--- START ---
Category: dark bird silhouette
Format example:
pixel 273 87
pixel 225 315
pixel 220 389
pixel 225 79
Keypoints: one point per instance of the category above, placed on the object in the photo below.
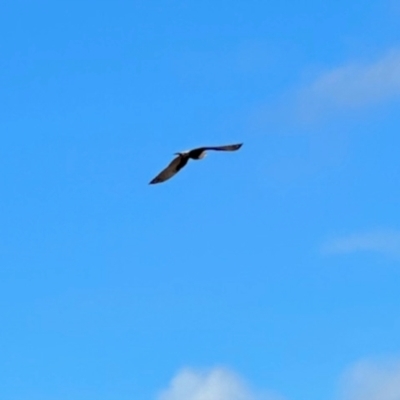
pixel 195 154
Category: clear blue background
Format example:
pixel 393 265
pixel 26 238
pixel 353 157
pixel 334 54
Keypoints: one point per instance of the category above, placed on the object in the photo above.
pixel 108 286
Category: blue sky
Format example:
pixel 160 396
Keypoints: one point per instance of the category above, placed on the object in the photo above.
pixel 268 273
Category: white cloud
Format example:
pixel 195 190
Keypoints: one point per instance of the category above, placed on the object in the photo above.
pixel 365 380
pixel 372 381
pixel 354 85
pixel 385 241
pixel 215 384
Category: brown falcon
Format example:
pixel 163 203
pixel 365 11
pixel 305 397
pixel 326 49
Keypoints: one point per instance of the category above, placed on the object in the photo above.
pixel 182 158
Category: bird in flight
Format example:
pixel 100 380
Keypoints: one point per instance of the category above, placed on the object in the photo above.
pixel 182 158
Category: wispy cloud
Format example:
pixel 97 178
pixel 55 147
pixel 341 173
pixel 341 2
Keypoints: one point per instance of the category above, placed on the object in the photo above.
pixel 365 380
pixel 383 241
pixel 354 85
pixel 215 384
pixel 372 381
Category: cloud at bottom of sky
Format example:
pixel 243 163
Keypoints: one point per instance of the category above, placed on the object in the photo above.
pixel 368 380
pixel 386 242
pixel 365 380
pixel 213 384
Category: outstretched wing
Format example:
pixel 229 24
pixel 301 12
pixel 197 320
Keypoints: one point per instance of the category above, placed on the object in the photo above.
pixel 230 147
pixel 167 173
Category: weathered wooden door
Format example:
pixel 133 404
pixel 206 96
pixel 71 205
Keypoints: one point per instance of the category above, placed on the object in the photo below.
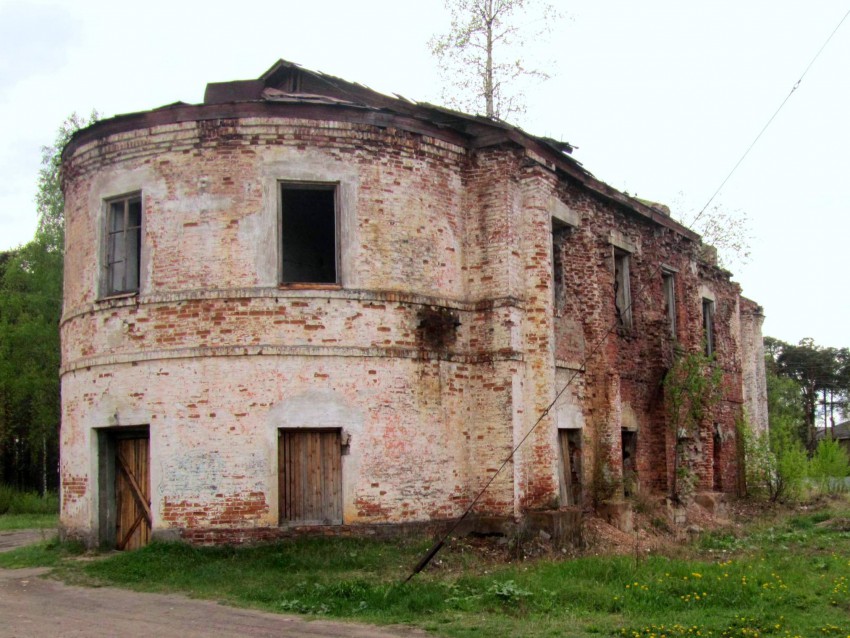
--- END ---
● **DIRECTIONS**: Using the entries, return every line where the word "bird" can be found.

● **EXERCISE SOLUTION**:
Category: dark bird silhouette
Category: bird in flight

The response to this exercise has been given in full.